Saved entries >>
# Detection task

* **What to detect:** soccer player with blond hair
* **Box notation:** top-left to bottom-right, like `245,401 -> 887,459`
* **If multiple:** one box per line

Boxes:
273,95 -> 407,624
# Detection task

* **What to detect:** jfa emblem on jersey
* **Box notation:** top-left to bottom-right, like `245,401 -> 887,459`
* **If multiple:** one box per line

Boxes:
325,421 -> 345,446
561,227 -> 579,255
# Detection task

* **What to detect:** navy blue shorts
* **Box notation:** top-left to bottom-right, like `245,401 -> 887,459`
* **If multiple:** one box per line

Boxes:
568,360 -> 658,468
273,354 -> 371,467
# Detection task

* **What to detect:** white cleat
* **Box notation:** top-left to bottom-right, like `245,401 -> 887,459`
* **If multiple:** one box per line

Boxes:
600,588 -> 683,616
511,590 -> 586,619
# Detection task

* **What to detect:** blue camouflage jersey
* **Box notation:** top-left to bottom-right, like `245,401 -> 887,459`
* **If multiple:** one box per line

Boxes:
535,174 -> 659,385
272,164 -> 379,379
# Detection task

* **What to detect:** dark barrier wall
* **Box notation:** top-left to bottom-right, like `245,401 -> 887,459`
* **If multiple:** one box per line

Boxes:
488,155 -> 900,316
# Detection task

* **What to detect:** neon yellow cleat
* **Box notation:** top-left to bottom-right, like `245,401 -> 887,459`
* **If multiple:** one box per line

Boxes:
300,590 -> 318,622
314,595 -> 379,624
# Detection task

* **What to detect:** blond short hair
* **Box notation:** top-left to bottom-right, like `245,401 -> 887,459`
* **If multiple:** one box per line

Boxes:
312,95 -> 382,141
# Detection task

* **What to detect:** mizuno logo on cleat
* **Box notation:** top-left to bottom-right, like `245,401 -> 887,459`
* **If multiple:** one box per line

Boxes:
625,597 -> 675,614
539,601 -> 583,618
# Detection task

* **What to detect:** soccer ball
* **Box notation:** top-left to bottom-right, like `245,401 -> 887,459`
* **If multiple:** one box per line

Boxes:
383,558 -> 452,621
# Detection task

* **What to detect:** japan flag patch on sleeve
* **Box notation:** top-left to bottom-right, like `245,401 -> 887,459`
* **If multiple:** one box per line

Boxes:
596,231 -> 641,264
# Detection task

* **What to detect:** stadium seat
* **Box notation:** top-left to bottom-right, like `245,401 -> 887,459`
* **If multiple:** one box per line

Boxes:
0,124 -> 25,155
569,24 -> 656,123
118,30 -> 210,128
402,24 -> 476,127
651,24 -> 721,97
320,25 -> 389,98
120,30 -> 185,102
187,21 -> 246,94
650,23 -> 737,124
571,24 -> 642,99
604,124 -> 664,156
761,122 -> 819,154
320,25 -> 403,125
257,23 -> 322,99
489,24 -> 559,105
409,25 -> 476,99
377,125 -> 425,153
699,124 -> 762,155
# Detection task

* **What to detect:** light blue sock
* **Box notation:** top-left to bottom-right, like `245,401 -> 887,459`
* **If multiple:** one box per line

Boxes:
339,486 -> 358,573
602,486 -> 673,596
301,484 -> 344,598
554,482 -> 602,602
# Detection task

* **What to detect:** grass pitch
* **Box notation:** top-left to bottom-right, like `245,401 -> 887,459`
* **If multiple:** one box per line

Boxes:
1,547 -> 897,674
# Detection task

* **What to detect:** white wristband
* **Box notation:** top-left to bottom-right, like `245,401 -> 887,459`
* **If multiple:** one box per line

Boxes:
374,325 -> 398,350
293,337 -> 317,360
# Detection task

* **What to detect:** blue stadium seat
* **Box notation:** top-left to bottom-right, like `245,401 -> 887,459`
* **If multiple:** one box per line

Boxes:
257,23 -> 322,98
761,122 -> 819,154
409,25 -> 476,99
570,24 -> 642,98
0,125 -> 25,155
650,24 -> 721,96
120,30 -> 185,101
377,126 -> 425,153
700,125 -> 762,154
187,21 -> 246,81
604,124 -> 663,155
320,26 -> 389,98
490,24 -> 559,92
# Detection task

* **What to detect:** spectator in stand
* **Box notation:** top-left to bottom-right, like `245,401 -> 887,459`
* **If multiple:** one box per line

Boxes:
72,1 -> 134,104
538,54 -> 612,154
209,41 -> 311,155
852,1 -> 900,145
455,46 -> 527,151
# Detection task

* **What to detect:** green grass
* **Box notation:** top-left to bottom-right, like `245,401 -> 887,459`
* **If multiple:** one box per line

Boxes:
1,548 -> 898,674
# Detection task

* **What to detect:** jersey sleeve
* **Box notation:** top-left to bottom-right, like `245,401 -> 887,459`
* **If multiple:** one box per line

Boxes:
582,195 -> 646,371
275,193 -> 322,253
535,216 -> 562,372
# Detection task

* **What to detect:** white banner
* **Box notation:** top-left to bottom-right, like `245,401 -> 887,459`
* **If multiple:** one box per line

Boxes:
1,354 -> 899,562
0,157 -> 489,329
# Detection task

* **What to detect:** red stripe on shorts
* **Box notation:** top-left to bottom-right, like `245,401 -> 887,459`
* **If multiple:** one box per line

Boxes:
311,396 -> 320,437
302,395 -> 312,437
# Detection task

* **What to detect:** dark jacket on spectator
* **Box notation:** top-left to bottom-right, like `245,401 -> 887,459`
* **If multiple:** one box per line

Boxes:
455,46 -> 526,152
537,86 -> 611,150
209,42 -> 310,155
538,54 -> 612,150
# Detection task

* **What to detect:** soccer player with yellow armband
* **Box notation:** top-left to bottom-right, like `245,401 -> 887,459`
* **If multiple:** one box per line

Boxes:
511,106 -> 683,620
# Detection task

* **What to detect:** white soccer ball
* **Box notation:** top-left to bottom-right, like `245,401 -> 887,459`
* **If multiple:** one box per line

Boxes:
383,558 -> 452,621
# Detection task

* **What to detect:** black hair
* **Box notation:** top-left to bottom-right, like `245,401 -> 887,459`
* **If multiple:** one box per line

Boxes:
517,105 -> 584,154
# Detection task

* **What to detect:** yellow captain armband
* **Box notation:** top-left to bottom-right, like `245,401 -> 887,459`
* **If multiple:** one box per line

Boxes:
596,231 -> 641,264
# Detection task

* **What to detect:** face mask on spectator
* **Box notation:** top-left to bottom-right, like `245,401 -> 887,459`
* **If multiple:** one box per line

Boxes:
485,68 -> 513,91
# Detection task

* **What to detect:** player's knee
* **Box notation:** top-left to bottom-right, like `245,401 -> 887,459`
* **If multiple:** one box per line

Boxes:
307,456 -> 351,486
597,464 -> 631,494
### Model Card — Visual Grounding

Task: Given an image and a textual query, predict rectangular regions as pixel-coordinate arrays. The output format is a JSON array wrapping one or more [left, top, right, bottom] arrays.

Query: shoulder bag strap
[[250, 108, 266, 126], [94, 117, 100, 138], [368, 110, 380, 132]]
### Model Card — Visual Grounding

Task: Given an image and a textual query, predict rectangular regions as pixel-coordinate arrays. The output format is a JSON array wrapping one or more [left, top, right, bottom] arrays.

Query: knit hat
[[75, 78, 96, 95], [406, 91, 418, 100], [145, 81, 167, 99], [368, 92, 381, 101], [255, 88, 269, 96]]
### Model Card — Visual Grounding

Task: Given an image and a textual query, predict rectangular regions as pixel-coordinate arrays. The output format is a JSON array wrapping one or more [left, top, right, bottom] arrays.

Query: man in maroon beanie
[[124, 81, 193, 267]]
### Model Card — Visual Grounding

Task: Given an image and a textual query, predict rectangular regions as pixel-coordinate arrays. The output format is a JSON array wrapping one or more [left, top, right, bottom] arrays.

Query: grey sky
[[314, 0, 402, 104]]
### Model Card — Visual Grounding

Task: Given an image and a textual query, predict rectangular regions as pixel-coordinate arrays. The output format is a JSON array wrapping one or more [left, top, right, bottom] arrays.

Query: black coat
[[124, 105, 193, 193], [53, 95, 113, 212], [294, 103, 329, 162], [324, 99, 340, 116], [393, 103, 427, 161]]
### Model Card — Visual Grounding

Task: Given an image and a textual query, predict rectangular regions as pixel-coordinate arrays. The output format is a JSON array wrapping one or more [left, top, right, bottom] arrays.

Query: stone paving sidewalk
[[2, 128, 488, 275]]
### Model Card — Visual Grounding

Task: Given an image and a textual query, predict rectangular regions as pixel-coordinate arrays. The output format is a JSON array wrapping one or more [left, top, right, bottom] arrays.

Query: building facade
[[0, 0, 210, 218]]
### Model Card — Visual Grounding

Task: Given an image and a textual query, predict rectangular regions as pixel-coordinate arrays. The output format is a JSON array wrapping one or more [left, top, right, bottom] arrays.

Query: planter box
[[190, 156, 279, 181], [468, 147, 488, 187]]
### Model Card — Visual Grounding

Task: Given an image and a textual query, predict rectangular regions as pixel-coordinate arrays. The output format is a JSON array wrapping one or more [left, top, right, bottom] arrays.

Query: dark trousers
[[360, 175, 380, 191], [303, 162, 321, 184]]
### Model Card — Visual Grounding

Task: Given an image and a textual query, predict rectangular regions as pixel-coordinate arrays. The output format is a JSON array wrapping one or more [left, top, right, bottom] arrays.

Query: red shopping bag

What you should do >> Only a number is expected here: how many lines of the records above contain "yellow".

Result below >> 3